WHAT YOU NEED TO DO: Extract every line of each item below and reproduce it verbatim.

DATA FOR THE TASK:
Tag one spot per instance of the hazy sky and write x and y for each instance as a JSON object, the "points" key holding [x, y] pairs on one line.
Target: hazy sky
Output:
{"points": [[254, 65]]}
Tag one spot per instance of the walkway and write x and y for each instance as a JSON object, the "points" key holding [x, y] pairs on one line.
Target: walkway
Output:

COMPLETE OUTPUT:
Tag one spot per instance of the hazy sky and write x and y for each instance as a JSON object, the "points" key holding [x, y] pairs on one line.
Target: hazy sky
Output:
{"points": [[254, 65]]}
Tag one spot per instance of the walkway and write x and y for each instance as a JSON object, the "points" key holding [x, y] pairs on one line.
Target: walkway
Output:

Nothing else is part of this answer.